◆ What the task asks ◆
Pull out every line in the records below that contains the string "negative", treating uppercase and lowercase as different.

:: Records supplied ::

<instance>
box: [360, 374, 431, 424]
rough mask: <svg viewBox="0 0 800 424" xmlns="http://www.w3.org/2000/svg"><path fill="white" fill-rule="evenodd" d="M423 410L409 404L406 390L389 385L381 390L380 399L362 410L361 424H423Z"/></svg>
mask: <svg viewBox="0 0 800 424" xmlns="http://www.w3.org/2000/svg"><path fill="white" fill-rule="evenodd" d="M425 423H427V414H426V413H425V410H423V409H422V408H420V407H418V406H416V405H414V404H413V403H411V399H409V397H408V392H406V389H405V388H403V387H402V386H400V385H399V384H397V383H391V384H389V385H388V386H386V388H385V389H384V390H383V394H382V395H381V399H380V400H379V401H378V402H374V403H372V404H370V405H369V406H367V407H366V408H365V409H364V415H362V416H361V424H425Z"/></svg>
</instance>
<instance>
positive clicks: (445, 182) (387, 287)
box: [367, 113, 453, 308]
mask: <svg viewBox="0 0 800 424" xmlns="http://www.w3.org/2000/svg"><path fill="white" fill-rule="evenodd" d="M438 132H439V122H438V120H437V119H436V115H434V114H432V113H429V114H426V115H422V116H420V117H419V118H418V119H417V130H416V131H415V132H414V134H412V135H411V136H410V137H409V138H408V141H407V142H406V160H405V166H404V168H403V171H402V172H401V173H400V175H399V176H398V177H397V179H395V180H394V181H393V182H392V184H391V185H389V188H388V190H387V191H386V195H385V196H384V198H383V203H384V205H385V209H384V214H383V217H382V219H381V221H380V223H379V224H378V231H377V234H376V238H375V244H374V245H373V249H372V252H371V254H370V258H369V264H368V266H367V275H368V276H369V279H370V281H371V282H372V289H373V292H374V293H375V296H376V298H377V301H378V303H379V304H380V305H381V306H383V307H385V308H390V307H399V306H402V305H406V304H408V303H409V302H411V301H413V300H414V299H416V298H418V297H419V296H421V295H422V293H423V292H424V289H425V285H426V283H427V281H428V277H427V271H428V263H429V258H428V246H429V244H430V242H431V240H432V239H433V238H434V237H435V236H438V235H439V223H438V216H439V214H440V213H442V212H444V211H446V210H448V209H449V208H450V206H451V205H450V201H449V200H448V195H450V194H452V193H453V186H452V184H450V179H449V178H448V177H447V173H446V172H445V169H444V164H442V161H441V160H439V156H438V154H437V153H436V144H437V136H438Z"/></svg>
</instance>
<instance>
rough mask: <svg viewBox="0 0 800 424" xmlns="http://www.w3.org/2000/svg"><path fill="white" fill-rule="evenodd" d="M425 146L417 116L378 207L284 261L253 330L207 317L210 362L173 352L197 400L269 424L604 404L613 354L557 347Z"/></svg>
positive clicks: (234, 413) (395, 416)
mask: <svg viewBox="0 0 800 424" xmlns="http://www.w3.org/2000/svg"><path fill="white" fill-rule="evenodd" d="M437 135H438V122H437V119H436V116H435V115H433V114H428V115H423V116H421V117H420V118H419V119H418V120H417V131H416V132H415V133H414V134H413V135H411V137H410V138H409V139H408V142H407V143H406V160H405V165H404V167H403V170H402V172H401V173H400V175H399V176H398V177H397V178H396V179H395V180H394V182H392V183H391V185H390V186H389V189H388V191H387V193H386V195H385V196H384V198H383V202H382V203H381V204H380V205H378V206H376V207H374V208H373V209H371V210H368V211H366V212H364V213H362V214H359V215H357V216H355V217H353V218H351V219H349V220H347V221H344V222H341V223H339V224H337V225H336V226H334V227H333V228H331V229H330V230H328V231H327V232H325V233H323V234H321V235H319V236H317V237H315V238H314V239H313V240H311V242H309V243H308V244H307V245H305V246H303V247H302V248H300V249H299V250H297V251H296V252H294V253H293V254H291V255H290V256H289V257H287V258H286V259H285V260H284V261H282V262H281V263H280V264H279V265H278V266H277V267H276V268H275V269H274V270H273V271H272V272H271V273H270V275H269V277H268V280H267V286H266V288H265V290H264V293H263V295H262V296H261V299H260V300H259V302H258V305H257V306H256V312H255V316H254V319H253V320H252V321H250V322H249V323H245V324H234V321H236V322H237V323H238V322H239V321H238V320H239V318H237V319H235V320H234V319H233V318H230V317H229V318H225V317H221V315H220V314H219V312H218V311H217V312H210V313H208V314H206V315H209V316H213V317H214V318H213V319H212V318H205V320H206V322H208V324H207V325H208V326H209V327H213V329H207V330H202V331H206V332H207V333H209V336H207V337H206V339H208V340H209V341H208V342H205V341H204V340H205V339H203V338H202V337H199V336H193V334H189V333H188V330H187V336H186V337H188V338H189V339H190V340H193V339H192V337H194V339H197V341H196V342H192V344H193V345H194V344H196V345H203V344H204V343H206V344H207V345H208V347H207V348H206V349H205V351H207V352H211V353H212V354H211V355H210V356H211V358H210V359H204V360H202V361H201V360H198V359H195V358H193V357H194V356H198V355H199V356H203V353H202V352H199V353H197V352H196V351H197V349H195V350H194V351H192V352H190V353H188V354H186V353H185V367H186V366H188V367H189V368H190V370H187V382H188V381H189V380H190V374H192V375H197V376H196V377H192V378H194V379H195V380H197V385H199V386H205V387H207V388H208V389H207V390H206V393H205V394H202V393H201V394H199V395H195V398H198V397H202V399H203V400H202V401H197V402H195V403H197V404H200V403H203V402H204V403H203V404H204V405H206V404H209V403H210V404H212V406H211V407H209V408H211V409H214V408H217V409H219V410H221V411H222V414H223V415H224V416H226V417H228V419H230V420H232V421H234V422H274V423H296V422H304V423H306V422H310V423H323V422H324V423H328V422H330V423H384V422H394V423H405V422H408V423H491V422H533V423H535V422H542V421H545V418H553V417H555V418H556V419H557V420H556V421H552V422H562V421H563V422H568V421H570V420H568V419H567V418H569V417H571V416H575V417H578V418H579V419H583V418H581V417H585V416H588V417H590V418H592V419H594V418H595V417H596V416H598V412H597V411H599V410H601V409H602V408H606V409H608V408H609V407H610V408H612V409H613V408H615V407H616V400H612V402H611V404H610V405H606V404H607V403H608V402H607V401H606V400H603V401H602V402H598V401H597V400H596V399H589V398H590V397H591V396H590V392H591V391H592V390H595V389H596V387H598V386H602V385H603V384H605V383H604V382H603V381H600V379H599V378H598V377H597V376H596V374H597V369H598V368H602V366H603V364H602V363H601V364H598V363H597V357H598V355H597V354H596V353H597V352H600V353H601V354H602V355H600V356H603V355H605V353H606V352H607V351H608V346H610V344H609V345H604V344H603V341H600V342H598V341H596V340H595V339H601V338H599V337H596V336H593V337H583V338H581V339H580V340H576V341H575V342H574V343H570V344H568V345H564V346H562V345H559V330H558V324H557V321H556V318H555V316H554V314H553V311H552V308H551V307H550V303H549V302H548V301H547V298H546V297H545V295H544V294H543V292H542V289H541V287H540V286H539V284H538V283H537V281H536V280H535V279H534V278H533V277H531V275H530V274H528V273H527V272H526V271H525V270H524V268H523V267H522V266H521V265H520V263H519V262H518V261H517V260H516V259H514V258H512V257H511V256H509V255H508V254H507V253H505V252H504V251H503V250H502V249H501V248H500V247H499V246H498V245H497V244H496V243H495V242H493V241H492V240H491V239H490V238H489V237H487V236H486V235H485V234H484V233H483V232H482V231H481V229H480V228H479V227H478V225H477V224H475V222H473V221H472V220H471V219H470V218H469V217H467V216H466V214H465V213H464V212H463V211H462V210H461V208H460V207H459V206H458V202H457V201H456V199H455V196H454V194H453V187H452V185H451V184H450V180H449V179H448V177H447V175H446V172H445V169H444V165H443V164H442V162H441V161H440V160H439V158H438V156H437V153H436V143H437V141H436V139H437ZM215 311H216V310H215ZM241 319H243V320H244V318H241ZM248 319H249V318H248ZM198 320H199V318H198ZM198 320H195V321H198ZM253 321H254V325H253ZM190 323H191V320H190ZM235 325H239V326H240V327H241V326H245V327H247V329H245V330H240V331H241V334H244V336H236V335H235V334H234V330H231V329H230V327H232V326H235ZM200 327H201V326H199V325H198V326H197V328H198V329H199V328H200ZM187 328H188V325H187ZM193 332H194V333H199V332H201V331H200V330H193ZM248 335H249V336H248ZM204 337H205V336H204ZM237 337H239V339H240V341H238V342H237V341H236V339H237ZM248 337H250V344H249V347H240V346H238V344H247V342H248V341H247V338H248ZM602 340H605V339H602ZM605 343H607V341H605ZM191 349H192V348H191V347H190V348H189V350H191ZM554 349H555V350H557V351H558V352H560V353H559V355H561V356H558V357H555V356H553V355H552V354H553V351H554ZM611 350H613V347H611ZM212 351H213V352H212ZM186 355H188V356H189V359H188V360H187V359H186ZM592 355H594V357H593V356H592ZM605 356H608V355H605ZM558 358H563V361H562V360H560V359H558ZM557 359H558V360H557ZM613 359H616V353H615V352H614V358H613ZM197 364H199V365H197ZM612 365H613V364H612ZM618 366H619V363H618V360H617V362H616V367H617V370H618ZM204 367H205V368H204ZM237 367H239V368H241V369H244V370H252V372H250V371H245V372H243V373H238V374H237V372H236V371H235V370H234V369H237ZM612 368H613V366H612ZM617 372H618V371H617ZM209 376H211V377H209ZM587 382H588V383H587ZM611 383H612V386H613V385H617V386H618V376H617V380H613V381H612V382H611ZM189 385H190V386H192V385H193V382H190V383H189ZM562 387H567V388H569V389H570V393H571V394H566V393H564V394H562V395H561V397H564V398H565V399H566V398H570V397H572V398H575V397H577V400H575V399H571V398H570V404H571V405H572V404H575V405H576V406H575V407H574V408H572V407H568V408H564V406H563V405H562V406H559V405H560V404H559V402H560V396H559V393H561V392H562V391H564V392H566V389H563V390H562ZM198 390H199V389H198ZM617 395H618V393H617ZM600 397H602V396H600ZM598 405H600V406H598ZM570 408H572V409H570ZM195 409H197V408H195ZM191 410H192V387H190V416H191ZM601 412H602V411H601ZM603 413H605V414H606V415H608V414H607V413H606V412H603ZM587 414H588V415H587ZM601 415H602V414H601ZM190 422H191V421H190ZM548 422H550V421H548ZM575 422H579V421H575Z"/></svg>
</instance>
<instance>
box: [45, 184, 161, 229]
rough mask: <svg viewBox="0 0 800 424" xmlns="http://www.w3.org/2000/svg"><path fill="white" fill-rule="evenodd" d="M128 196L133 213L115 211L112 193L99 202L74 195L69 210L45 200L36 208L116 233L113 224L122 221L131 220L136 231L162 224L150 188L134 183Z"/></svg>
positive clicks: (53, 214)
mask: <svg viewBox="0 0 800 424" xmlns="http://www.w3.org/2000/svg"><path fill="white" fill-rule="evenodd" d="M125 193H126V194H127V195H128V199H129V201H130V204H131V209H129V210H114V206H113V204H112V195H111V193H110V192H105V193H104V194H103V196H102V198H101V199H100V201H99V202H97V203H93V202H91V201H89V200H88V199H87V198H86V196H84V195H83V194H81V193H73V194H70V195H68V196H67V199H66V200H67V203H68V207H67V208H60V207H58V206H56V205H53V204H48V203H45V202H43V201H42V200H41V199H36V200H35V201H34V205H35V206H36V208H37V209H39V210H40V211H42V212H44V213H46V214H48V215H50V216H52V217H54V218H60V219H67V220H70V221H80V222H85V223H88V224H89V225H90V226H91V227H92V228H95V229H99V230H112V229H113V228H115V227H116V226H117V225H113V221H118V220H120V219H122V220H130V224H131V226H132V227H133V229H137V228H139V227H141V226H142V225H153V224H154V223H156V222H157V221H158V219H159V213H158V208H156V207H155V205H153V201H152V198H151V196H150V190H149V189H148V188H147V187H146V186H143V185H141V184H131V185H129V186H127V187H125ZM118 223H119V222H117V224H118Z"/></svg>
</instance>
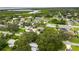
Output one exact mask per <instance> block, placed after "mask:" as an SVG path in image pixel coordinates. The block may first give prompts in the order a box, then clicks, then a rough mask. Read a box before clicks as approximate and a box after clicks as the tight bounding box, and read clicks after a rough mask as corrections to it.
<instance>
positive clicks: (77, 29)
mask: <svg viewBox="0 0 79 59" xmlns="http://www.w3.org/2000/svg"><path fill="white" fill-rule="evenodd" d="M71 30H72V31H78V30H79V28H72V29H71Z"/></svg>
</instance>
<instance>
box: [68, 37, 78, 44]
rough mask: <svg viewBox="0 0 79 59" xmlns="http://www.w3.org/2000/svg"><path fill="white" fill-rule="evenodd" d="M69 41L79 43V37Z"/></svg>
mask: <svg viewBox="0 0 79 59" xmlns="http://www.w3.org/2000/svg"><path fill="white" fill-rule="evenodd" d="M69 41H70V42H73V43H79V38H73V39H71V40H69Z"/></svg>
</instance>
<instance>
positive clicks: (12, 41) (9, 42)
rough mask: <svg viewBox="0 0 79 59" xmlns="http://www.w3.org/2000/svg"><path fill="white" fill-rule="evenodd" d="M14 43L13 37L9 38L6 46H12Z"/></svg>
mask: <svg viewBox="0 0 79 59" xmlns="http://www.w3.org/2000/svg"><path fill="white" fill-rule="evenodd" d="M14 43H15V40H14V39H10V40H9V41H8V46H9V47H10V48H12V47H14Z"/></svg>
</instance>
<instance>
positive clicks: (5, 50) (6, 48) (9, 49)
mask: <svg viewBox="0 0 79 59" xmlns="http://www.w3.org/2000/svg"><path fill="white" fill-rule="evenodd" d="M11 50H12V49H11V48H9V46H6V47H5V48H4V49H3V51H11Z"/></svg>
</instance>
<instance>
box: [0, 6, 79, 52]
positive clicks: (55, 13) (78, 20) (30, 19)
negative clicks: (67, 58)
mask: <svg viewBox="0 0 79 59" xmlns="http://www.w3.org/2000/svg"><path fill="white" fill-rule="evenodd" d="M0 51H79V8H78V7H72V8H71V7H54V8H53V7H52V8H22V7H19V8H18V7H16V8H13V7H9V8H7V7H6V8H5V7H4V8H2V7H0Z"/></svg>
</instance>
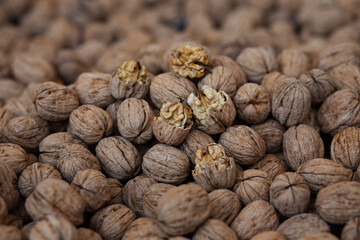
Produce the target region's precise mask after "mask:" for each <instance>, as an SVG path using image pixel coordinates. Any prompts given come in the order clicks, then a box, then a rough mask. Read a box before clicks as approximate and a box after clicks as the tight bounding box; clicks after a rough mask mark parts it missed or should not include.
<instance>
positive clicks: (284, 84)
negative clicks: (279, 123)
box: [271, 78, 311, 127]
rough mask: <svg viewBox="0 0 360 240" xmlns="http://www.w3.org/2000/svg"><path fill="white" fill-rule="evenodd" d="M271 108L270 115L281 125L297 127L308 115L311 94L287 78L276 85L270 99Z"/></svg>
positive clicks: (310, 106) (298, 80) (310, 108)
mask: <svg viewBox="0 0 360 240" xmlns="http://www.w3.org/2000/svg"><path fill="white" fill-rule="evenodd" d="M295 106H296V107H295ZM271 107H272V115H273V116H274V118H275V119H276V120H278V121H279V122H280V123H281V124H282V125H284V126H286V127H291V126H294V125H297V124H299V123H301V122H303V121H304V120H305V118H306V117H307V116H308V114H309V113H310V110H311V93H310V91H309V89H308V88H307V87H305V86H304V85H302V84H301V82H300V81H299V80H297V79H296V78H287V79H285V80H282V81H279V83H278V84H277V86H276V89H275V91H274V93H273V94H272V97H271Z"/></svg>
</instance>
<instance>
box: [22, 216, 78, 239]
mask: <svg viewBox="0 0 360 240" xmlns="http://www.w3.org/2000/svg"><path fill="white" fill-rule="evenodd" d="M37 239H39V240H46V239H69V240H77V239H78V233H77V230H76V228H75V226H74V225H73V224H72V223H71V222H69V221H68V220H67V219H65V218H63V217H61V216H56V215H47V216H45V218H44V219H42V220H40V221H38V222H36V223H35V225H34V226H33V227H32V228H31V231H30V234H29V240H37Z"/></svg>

:::

◆ Final answer ◆
negative clicks: (67, 58)
negative clicks: (279, 123)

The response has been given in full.